§ DIRECTIONS:
1 - Translate this sentence from the passage on heart failure and depression into Spanish: "Heart failure affects up to 6.6 million Americans, but co-occurring depression is often unrecognized and untreated in this group."
2 - Answer these questions from the passage on heart failure and depression:
(a) What share of people with heart failure experience depression at the same time?
(b) How many heart failure patients did the research team follow?
(c) Into how many arms were participants randomly assigned?
3 - Extend the passage on heart failure and depression by a few sentences, picking up right after its final sentence.

Anywhere from 40-70% of people with heart failure experience depression at the same time, but research findings from the Hopeful Heart Trial at the University of Pittsburgh show that telephone-delivered care that blends treatment for both conditions can improve mental health-related quality of life and mood symptoms more than doctors’ usual care for these conditions. Heart failure affects up to 6.6 million Americans, but co-occurring depression is often unrecognized and untreated in this group.   

Researcher Bruce Rollman, MD, MPH, and his team followed 750 heart failure patients from several UPMC hospitals. Participants were randomly assigned into one of three arms: doctors’ usual care for these conditions; a nurse-provided collaborative care intervention that addressed only heart failure; or a similar, nurse-provided care intervention that addressed both depression and heart failure. The study also included a non-depressed comparison group of heart failure patients to provide a fuller picture of the impact of depression and its treatment.

§ STUDY MATERIAL:
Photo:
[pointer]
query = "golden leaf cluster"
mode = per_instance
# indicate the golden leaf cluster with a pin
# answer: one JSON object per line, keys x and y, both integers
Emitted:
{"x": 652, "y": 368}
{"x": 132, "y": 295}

§ ANSWERS BY ITEM NUMBER:
1 - La insuficiencia cardíaca afecta hasta a 6,6 millones de estadounidenses, pero la depresión concurrente a menudo no se reconoce ni se trata en este grupo.

2 -
(a) Anywhere from 40-70%
(b) 750
(c) Three

3 -
At 12-months follow-up, Rollman and his team found that the blended model of care improved participants’ mental health-related quality of life and mood symptoms compared to usual care, and the blended model also improved patients’ mood symptoms significantly more than collaborative care for heart failure alone. Although the researchers’ initial analysis found that neither collaborative care method significantly reduced the rate of hospital readmissions or all-cause mortality among depressed heart failure patients, Rollman cautioned that additional analyses and longer follow-up are needed to confirm these findings.

 “Overall, these results are a reminder for all clinicians, not just cardiologists, to be mindful of their patients’ mental health, as elevated depressive symptoms occurred in nearly half of all hospitalized heart failure patients and persisted in over one-third at two weeks following discharge,” said Rollman. “A quick screening or referral to a mental health professional could significantly impact that person’s well-being, especially if that patient’s cardiac symptoms are out of proportion to his or her objective disease burden.”